# TASK REQUIREMENTS
(A) Answer these about the cleveref message, giving each answer on its own line marked the same way:
(i) What kind of script did the writer make cleveref write out?
(ii) Which tool does the writer say they have never yet gotten as far as using?
(iii) What kind of journals is the work-around meant to let the writer submit papers to?
(B) Can you transcribe the part of the cleveref message that opens with the words containing "Toby Cubitt tsc25" and closes with "far as perl :)"?

# SUPPLIED TEXT

----------------------------------------

[texhax] Low-level TeX question: string substitution macro

Toby Cubitt tsc25 at cantab.net
Tue Apr 21 16:57:34 CEST 2009

Hi Uwe,

Yes, I made cleveref write out a sed script. As for the sed/awk/perl
debate, I personally prefer to use the simplest tool for the job: sed if
possible, awk if sed isn't up to it, and perl if the awk solution would be
too complicated. (I've never yet gotten as far as perl :)

I completely see why one might like to make cleveref write out a TeX
script instead (the script would then need to use one of the string
substitution packages you mention). The reasoning, of course, is that if
someone is using cleveref, then they're guaranteed to have TeX installed
and working, so by far the most portable and robust solution is to
generate a TeX script to carry out the desired string substitutions.

However, implementing this would be far more work than I'm prepared to put
into a feature that is simply a work-around that allows me (and maybe
others) to submit papers to journals that accept LaTeX but don't support
cleveref (i.e. all of them :-)

----------------------------------------

# RECORDED DATA
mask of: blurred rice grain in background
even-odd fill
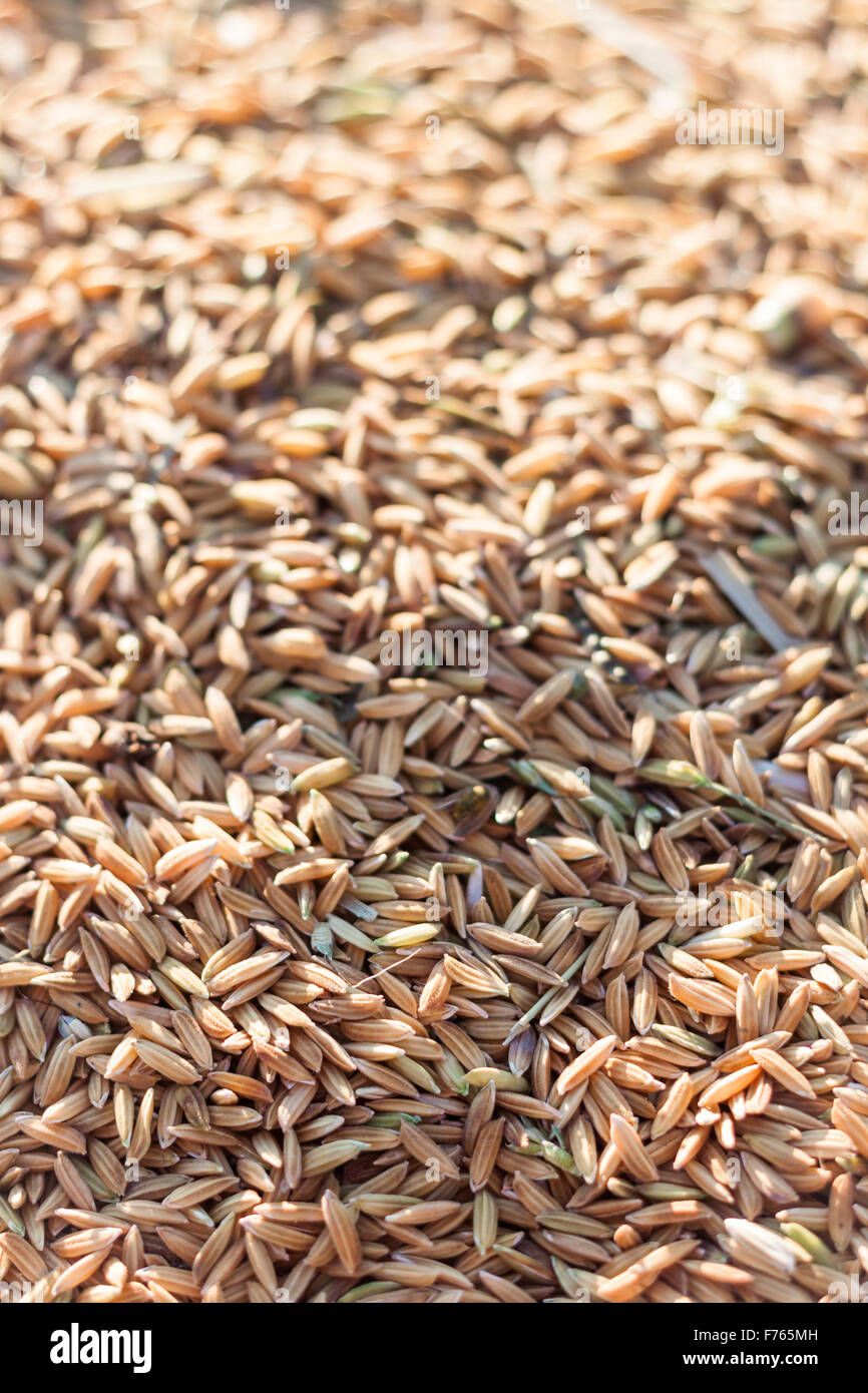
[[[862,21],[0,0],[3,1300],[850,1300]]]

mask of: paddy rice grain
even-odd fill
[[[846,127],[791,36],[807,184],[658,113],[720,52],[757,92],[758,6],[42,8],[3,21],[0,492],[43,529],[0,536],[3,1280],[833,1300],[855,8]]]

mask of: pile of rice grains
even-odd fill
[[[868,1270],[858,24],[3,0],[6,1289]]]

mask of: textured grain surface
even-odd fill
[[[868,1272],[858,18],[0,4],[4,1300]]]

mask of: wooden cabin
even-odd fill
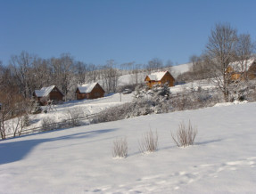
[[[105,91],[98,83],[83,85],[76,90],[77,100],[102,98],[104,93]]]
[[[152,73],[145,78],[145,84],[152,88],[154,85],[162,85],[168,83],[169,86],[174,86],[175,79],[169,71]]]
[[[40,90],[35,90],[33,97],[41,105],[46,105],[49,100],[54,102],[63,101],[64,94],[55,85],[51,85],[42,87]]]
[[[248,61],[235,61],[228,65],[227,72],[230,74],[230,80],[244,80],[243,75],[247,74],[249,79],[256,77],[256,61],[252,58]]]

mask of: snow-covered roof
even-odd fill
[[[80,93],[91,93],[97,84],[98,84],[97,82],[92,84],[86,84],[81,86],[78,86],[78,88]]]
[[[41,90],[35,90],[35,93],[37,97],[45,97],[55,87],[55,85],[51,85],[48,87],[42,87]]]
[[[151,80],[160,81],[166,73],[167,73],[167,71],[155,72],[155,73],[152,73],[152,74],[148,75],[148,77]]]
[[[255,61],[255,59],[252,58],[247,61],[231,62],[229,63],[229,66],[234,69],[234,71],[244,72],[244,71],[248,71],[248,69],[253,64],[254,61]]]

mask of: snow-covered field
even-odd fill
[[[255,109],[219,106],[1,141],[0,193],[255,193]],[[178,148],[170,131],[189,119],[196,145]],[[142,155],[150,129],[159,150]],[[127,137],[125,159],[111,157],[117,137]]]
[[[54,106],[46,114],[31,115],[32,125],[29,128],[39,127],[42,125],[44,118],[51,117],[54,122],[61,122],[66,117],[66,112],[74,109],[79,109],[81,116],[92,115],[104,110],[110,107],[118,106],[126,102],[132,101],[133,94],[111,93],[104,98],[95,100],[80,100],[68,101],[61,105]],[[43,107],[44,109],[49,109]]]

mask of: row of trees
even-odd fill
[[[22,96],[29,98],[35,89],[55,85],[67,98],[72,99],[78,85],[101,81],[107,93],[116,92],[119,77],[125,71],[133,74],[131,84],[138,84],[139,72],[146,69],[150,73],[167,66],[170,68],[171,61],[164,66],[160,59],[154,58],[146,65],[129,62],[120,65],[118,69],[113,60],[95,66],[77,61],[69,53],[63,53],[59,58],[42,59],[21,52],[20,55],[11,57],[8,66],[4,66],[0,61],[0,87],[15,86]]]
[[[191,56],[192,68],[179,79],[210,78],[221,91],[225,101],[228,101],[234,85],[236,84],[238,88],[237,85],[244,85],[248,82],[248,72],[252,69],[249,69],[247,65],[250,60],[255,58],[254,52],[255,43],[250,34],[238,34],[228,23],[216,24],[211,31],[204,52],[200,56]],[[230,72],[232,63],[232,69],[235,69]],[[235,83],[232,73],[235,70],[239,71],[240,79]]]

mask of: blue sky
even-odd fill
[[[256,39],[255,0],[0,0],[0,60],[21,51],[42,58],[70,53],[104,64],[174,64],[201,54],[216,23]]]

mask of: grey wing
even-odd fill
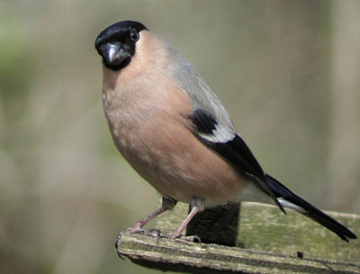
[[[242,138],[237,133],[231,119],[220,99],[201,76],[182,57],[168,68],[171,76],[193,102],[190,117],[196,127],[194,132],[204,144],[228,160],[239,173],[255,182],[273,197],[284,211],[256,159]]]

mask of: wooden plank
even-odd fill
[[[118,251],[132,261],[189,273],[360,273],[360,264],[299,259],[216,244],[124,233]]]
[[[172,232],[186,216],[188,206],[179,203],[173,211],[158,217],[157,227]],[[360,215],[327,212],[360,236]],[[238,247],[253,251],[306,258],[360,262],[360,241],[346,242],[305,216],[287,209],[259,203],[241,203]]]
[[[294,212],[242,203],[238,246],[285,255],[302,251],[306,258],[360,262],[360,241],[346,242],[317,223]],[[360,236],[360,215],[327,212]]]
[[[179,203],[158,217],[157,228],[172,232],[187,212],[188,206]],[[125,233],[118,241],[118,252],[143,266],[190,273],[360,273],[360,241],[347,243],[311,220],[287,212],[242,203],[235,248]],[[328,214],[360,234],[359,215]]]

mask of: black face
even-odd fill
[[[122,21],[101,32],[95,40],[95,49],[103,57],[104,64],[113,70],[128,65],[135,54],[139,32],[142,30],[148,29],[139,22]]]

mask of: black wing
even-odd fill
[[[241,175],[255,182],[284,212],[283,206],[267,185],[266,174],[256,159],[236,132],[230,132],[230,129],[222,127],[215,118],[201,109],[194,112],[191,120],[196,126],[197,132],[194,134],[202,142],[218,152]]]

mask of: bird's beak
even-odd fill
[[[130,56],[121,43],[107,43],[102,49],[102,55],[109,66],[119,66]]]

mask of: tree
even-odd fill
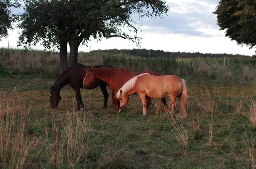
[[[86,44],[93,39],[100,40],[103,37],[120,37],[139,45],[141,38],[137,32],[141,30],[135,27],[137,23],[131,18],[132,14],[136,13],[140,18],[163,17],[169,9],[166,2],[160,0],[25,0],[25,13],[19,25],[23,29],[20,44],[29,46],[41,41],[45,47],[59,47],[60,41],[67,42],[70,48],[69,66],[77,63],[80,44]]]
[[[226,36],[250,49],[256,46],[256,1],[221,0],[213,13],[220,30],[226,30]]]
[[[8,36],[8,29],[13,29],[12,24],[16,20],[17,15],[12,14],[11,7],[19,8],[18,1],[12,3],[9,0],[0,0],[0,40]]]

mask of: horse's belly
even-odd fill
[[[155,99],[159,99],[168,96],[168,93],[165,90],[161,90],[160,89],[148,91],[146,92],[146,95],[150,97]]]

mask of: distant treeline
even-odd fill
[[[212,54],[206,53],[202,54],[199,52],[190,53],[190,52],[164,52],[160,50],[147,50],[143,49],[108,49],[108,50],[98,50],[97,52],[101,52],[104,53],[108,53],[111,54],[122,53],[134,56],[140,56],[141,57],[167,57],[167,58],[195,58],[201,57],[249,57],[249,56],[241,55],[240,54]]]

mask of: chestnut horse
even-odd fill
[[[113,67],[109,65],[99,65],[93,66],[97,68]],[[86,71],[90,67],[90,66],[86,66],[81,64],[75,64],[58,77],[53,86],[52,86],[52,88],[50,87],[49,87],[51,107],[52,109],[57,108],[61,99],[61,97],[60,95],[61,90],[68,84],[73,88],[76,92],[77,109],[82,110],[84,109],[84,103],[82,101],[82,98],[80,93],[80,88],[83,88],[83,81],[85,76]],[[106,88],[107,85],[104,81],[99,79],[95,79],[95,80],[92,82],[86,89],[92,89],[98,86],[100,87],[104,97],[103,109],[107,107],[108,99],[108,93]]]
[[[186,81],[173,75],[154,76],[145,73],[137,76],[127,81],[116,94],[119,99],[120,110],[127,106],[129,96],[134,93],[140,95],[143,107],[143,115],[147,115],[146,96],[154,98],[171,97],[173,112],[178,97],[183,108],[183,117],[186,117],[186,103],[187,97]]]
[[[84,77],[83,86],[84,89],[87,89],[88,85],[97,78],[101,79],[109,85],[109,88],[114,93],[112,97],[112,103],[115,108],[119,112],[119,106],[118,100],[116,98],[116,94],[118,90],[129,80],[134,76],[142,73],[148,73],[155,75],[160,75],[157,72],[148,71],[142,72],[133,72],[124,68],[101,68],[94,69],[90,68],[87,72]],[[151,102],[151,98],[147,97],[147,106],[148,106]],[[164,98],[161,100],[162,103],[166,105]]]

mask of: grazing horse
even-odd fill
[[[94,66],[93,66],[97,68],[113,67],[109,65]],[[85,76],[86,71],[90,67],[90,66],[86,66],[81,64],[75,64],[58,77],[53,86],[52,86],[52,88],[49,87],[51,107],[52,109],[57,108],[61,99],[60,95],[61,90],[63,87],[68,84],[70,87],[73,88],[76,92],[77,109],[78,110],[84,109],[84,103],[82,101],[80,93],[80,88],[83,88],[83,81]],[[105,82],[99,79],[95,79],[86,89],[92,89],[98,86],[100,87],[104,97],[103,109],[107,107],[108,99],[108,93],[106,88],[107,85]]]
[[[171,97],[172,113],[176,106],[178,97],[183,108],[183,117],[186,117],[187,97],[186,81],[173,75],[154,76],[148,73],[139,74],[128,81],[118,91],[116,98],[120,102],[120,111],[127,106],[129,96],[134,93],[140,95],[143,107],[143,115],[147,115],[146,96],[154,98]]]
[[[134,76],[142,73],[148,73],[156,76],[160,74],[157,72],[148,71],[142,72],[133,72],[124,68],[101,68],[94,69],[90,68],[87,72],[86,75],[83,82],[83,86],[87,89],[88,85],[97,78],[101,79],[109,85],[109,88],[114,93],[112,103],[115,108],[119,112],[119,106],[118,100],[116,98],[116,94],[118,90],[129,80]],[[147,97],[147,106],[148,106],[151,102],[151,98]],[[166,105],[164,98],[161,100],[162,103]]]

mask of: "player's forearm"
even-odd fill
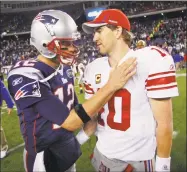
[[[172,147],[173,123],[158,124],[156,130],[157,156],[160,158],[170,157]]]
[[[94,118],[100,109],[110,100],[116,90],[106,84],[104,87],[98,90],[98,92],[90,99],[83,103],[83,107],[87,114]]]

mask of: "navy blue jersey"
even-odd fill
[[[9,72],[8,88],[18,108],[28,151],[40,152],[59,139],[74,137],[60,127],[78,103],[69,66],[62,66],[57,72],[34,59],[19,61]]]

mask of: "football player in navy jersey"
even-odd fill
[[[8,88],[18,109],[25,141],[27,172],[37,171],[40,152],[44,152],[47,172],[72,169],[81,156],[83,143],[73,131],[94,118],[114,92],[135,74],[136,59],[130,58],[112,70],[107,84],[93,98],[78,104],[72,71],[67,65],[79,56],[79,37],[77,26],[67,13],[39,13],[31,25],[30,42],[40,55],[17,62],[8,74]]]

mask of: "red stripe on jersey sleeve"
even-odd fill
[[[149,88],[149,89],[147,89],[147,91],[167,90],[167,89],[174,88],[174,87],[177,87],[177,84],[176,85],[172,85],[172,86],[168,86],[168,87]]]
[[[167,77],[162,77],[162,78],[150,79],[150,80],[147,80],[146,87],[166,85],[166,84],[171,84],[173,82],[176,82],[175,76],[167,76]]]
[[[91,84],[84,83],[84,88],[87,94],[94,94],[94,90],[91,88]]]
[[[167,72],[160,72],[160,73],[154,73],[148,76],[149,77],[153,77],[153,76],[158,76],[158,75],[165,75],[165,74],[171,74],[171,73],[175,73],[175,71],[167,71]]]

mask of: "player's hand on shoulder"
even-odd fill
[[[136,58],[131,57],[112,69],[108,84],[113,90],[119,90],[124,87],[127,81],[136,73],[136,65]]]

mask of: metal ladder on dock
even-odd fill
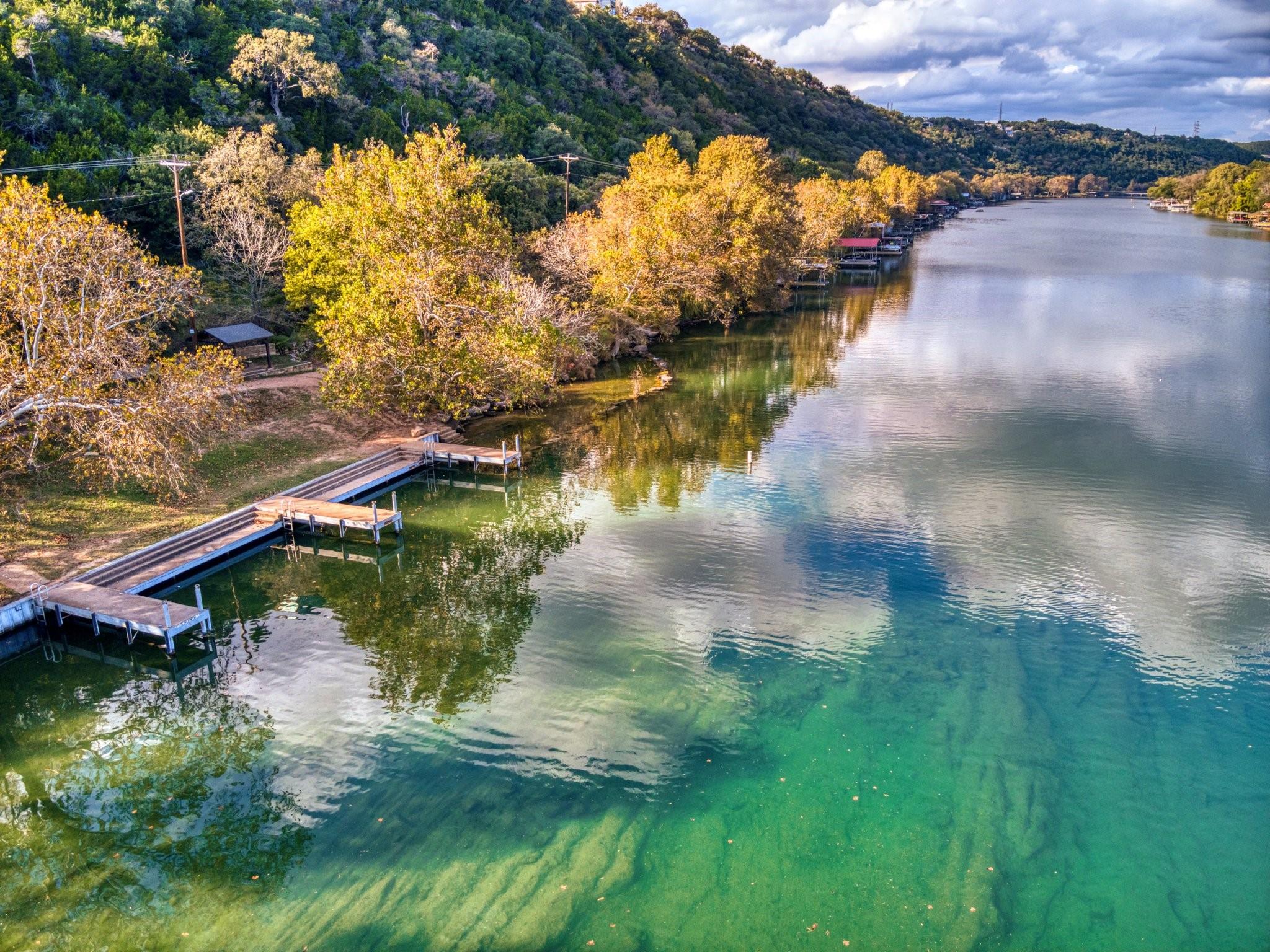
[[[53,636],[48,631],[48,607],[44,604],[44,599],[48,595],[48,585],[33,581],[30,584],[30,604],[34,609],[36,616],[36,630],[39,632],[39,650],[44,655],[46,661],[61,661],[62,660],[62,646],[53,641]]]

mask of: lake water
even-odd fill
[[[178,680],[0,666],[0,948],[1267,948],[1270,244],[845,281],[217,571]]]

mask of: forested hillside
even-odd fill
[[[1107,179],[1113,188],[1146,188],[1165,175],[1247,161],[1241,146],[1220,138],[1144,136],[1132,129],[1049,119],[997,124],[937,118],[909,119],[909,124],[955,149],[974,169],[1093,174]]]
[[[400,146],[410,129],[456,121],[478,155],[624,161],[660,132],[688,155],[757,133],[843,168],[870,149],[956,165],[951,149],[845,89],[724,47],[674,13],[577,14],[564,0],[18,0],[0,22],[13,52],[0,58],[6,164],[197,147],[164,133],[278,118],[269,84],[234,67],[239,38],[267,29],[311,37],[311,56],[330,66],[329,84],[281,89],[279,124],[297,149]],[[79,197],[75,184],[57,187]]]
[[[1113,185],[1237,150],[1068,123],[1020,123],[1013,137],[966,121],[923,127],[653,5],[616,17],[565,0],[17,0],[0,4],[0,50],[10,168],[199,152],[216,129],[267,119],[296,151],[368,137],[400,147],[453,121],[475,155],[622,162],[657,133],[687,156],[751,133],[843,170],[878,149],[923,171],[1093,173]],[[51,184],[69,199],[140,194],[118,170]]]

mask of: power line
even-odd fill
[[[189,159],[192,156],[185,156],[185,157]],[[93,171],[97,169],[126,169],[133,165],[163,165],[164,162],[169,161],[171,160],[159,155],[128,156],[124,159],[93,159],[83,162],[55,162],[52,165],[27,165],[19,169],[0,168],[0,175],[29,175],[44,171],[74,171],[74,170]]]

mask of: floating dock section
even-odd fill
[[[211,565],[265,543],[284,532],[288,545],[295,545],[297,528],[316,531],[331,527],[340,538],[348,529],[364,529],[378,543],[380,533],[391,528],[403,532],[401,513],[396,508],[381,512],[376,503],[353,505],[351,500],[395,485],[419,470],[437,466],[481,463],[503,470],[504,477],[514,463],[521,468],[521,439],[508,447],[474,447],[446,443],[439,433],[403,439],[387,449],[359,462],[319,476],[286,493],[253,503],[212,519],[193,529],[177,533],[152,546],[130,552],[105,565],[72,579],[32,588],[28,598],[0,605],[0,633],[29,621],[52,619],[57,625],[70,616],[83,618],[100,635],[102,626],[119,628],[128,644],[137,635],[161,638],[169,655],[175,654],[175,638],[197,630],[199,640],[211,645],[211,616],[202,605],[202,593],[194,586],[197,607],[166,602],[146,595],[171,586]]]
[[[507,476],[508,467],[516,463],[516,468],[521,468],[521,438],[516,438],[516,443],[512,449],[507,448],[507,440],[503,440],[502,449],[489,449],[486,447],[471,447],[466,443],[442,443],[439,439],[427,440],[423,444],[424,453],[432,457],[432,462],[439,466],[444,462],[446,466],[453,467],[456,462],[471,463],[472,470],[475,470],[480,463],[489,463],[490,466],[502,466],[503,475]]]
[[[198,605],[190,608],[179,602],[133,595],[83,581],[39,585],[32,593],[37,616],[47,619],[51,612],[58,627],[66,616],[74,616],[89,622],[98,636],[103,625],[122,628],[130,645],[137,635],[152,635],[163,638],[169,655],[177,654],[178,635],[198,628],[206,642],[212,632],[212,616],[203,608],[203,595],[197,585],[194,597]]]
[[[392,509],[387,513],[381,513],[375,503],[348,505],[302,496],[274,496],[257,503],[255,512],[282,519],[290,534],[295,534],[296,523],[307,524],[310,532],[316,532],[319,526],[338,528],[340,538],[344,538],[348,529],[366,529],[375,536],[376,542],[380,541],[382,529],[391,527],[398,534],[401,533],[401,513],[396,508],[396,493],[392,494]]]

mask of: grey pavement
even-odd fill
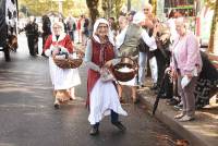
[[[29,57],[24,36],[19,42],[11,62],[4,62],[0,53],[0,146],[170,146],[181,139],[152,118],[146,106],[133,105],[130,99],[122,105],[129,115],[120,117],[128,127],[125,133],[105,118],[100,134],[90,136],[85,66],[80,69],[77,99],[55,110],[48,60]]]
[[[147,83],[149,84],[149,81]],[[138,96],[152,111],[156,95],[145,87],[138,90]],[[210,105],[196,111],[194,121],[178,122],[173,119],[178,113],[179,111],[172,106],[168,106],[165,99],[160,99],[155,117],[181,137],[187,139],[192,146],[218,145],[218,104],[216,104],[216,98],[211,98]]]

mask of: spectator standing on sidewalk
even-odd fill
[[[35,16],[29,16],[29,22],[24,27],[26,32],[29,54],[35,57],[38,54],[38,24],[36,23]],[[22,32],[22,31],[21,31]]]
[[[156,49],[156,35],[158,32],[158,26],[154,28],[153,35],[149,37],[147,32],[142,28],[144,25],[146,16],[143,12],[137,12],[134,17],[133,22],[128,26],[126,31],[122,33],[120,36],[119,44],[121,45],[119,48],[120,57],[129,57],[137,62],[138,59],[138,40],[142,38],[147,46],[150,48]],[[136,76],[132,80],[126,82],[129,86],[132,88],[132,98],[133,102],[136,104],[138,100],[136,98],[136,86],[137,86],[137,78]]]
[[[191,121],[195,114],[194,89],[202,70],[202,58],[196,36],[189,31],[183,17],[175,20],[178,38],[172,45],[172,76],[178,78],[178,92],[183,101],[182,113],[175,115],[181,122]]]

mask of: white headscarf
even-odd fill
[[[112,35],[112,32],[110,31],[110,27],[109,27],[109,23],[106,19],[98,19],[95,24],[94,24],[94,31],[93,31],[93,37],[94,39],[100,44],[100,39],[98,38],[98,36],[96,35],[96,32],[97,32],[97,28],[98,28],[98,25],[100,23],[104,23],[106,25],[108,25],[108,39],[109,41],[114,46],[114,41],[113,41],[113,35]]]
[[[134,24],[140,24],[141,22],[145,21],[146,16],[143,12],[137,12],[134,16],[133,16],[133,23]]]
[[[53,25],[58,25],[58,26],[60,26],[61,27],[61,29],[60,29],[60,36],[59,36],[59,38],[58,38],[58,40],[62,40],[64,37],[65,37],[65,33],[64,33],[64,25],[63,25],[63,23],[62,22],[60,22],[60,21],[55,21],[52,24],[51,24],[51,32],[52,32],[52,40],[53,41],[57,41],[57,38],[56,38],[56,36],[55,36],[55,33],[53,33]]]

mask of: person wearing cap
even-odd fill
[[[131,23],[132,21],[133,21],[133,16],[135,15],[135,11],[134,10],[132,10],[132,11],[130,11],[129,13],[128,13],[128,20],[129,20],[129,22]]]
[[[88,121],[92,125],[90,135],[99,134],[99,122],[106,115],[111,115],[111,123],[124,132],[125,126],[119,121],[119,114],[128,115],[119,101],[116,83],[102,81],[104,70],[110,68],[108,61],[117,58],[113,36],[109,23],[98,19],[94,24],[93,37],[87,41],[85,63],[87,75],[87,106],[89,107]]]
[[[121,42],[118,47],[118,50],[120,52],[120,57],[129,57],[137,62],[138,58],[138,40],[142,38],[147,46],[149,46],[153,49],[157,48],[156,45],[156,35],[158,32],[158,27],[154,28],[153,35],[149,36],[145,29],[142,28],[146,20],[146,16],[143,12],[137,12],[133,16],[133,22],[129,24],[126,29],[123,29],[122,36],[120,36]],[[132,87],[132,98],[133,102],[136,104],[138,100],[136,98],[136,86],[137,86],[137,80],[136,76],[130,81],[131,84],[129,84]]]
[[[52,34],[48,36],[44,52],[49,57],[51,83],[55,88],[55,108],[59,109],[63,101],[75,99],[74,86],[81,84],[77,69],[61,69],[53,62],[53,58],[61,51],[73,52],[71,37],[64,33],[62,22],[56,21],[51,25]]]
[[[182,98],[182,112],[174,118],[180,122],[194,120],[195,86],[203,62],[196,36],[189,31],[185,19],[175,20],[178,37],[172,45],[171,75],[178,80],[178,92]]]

----------------------------------------

# EXERCISE RESPONSES
(A)
(i) A sed script.
(ii) Perl.
(iii) Journals that accept LaTeX but don't support cleveref.

(B)
Toby Cubitt tsc25 at cantab.net
Tue Apr 21 16:57:34 CEST 2009

Hi Uwe,

Yes, I made cleveref write out a sed script. As for the sed/awk/perl
debate, I personally prefer to use the simplest tool for the job: sed if
possible, awk if sed isn't up to it, and perl if the awk solution would be
too complicated. (I've never yet gotten as far as perl :)